### Task directions
Where in the listing does the word "clicks" appear? Report each line that holds it.

### Supplied information
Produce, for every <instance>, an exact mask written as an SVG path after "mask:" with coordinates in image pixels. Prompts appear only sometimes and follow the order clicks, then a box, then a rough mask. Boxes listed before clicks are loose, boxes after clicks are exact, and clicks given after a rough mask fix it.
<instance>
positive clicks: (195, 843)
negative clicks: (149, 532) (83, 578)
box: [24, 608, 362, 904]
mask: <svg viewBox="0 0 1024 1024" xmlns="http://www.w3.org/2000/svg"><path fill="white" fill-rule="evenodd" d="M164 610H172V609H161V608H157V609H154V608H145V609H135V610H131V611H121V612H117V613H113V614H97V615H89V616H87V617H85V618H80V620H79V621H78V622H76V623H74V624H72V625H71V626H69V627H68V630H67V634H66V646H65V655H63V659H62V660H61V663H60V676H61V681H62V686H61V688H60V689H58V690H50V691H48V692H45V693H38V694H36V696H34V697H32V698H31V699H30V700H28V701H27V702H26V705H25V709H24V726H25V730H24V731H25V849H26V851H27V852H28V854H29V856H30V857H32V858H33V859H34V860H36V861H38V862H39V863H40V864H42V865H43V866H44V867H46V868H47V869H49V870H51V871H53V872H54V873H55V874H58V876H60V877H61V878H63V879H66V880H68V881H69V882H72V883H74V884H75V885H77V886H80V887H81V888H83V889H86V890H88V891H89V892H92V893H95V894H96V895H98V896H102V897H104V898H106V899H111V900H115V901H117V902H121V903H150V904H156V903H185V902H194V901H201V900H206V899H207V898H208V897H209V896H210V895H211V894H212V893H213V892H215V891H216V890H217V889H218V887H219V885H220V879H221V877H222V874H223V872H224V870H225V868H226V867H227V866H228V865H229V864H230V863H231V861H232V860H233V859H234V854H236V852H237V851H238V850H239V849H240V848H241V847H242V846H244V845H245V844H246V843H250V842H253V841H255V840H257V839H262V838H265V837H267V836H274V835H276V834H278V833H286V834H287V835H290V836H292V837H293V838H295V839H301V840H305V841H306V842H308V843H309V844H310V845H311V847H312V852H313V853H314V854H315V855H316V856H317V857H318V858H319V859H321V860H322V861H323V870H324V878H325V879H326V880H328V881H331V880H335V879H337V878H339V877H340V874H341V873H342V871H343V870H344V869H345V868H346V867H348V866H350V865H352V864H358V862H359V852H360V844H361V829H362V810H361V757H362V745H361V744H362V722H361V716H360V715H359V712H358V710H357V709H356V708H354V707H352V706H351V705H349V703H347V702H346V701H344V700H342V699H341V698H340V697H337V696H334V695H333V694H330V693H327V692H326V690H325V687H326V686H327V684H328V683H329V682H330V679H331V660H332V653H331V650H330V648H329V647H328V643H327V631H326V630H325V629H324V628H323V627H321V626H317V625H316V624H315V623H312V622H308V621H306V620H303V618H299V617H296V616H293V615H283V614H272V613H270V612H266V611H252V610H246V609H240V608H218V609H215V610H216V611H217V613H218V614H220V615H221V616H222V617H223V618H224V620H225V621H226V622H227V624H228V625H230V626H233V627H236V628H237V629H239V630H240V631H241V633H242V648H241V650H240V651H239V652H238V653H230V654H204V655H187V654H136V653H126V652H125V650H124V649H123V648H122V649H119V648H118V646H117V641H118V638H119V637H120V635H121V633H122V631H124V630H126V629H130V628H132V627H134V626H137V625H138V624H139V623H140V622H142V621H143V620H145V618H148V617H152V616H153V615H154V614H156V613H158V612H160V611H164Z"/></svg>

### Response box
Produce, for every <instance>, an exact mask written as an SVG path after "mask:" with coordinates in image pixels. Prompts appear only sometimes and follow the order clicks, then a box, then a rough mask. Boxes listed before clicks are loose, boxes after clicks are exact, and clicks given after a rough mask fix it.
positive clicks: (195, 843)
negative clicks: (149, 532) (83, 578)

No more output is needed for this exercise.